** begin Input rows **

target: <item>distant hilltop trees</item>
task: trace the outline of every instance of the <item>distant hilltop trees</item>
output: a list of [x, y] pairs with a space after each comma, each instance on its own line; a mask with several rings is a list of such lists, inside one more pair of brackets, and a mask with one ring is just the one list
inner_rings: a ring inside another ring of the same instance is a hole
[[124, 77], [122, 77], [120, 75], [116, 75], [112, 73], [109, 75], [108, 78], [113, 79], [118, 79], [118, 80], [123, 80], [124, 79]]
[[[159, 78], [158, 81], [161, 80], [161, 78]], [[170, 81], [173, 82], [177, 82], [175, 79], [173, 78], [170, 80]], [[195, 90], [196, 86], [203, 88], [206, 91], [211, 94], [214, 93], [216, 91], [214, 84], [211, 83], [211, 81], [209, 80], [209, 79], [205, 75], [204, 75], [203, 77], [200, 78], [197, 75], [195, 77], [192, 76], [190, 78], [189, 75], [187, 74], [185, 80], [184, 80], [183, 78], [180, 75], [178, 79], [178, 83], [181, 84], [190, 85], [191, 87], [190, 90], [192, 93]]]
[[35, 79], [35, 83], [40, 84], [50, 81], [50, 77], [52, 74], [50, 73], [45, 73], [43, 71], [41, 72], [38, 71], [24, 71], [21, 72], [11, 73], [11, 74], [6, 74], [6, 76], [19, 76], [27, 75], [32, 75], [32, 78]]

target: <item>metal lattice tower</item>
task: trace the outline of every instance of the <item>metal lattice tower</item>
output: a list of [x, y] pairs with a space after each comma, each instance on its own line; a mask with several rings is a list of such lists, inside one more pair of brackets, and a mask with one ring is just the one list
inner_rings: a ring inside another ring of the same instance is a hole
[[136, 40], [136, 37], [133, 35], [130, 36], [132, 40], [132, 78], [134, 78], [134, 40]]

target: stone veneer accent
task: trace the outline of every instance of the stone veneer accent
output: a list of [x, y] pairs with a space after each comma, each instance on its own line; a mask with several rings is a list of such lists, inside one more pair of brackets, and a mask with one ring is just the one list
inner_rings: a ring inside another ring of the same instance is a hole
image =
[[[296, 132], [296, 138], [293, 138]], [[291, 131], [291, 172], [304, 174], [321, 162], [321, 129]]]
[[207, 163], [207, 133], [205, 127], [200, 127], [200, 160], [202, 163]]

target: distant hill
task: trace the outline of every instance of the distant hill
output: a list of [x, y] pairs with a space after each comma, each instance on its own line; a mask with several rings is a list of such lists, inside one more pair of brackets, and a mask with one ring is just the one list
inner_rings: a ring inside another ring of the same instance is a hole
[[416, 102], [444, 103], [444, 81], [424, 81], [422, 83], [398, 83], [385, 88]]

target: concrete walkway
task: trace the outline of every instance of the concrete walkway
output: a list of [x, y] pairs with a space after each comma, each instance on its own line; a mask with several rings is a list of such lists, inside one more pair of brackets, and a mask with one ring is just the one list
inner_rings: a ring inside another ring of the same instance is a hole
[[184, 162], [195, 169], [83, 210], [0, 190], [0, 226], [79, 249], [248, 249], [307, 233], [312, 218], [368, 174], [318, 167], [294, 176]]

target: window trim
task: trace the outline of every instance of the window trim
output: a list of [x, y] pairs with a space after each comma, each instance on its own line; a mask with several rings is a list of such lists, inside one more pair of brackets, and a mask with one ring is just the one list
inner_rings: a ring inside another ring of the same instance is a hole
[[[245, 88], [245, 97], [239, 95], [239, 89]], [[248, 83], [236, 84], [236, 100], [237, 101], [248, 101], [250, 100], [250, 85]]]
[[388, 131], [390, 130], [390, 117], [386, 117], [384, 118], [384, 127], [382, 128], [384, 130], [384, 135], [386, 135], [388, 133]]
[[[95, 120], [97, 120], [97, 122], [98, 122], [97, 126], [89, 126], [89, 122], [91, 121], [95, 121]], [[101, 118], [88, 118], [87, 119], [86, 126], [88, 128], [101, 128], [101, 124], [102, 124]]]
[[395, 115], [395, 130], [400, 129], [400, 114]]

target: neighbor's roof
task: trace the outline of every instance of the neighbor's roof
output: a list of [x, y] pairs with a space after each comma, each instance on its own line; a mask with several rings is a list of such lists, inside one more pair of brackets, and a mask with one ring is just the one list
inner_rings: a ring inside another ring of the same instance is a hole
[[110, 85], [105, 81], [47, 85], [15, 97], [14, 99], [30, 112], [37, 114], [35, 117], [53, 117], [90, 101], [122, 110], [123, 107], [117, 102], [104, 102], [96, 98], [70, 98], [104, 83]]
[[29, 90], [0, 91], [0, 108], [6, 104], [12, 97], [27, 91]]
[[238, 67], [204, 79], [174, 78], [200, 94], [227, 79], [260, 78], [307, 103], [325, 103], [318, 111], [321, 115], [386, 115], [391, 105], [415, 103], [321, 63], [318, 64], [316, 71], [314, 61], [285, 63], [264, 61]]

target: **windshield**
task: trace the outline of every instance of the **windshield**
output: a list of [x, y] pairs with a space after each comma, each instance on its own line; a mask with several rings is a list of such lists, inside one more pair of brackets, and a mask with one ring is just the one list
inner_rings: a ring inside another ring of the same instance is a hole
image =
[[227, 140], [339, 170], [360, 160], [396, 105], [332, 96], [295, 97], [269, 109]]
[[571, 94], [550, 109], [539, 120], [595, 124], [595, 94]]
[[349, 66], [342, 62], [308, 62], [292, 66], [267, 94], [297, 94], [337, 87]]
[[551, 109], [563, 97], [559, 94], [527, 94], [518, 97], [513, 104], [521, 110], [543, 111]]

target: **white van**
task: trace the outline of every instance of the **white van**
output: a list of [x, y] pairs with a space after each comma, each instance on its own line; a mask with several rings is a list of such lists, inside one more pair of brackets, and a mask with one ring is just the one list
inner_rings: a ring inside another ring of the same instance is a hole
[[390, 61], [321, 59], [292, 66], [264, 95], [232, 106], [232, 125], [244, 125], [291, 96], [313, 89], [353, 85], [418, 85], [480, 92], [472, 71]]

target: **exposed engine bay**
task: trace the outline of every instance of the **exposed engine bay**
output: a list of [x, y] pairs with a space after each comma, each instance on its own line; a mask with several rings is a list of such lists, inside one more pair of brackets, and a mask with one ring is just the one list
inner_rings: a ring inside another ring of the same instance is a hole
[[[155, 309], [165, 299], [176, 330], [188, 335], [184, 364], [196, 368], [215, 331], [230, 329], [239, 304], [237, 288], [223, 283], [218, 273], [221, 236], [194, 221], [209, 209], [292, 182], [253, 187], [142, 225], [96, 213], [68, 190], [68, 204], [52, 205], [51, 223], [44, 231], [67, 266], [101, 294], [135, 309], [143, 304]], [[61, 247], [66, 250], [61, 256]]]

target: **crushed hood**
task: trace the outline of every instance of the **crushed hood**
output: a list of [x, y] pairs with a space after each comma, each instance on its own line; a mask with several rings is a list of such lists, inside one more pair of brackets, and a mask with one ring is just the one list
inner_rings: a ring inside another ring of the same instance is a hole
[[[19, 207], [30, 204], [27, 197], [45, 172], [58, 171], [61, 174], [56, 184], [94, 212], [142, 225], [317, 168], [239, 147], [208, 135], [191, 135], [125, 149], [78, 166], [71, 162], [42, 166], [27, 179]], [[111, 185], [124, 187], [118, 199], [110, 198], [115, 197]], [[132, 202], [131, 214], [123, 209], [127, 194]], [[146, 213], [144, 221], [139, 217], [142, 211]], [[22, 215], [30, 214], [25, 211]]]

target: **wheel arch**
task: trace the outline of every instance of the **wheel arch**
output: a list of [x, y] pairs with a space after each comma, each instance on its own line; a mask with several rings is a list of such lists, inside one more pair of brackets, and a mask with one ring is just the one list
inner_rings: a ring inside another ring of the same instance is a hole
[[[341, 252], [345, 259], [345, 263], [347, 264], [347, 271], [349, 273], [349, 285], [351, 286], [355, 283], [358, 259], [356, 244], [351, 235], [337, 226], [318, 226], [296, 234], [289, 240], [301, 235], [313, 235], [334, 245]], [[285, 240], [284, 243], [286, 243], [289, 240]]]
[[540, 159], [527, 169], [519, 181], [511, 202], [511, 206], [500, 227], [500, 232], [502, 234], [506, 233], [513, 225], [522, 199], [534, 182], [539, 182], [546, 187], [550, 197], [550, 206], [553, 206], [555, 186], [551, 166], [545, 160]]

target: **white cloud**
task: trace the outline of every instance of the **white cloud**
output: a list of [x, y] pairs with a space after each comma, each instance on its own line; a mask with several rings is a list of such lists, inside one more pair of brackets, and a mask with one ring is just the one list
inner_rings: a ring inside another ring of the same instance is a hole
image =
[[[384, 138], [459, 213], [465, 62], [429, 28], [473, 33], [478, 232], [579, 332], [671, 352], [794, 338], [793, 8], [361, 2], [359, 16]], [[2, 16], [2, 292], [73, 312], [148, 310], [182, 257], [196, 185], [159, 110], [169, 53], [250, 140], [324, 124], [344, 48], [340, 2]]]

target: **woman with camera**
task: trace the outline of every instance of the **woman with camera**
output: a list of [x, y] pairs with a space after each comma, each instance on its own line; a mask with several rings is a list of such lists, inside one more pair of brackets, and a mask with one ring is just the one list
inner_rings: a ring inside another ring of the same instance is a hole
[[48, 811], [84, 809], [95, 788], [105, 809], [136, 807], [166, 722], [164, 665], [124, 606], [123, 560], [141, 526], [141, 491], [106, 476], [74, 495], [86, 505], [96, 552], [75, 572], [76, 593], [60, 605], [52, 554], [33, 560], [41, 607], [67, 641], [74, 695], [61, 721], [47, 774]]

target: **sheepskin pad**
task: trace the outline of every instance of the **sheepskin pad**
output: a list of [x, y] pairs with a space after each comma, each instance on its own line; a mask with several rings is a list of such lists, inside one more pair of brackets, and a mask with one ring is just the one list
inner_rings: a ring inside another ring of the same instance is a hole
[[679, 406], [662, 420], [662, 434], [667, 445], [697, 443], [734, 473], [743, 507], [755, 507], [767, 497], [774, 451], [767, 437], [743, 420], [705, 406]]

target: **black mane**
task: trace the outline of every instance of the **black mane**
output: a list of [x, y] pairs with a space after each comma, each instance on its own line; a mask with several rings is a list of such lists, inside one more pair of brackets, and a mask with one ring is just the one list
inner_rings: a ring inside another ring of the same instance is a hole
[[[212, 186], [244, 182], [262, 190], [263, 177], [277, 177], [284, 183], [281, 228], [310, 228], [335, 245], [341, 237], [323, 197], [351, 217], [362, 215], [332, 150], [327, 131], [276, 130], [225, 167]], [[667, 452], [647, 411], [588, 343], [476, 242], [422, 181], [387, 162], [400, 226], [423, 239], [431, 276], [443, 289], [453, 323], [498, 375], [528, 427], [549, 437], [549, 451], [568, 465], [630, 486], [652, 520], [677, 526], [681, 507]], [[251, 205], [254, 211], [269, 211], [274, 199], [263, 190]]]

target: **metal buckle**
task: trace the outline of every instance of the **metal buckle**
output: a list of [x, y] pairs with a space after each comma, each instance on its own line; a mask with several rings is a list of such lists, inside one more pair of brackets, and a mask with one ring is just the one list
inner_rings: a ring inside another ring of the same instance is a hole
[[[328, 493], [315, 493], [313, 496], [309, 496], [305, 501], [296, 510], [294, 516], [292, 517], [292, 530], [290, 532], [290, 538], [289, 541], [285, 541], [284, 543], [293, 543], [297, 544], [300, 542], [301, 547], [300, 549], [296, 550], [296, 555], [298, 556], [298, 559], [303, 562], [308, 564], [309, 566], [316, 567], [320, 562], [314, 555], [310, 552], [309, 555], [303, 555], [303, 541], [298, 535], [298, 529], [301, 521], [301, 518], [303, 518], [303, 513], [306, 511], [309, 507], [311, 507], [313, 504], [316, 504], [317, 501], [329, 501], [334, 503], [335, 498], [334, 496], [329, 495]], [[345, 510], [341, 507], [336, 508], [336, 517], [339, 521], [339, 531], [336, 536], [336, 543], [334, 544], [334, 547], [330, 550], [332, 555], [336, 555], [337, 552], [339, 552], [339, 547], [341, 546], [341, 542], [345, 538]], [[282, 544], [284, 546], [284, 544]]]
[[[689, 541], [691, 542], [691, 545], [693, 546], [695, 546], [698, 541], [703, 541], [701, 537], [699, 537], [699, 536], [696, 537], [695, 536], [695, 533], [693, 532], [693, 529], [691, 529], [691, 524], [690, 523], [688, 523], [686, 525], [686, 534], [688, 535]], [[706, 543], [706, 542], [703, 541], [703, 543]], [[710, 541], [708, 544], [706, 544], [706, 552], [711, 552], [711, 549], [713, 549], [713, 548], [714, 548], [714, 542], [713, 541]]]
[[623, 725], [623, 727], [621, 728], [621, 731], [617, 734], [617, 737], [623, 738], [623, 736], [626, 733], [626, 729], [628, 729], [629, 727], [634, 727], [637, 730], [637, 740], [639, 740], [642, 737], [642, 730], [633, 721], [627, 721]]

** end Input rows **

Your task
Each line from the one with "target: **metal buckle**" through the last line of the records must be written out word for word. Include nothing else.

Output of the exercise
target: **metal buckle**
task: trace the outline of every instance of the **metal buckle**
output: a list of [x, y] pairs with a space after each comma, each instance on its own line; a mask with several rings is a list of such lists, inside one more pair of brackets, and a mask with one ring is just the one list
inner_rings: a ring inside another ring of the same instance is a hole
[[[328, 493], [315, 493], [313, 496], [309, 496], [305, 501], [296, 510], [294, 516], [292, 517], [292, 530], [290, 532], [290, 538], [289, 541], [285, 541], [284, 543], [293, 543], [297, 544], [300, 542], [301, 547], [300, 549], [296, 550], [296, 555], [298, 556], [298, 559], [303, 562], [308, 564], [309, 566], [316, 567], [320, 562], [314, 555], [310, 552], [309, 555], [303, 555], [303, 541], [298, 535], [298, 529], [301, 521], [301, 518], [303, 518], [303, 513], [306, 511], [309, 507], [311, 507], [313, 504], [316, 504], [317, 501], [329, 501], [334, 503], [335, 498], [334, 496], [329, 495]], [[345, 510], [341, 507], [336, 508], [336, 517], [339, 521], [339, 531], [336, 536], [336, 543], [334, 544], [334, 547], [330, 550], [332, 555], [336, 555], [337, 552], [339, 552], [339, 547], [341, 546], [341, 542], [345, 538]], [[282, 544], [284, 546], [284, 544]]]
[[[689, 541], [691, 542], [691, 545], [693, 546], [695, 546], [698, 541], [703, 541], [701, 537], [699, 537], [699, 536], [696, 537], [695, 536], [695, 533], [693, 532], [693, 529], [691, 529], [691, 524], [690, 523], [688, 523], [686, 525], [686, 534], [688, 535]], [[706, 543], [706, 542], [703, 541], [703, 543]], [[710, 541], [708, 544], [706, 544], [706, 552], [711, 552], [711, 549], [713, 549], [713, 548], [714, 548], [714, 542], [713, 541]]]
[[623, 725], [623, 727], [621, 728], [621, 731], [617, 734], [617, 737], [623, 738], [623, 736], [626, 733], [626, 729], [628, 729], [629, 727], [634, 727], [637, 730], [637, 740], [639, 740], [642, 737], [642, 730], [633, 721], [627, 721]]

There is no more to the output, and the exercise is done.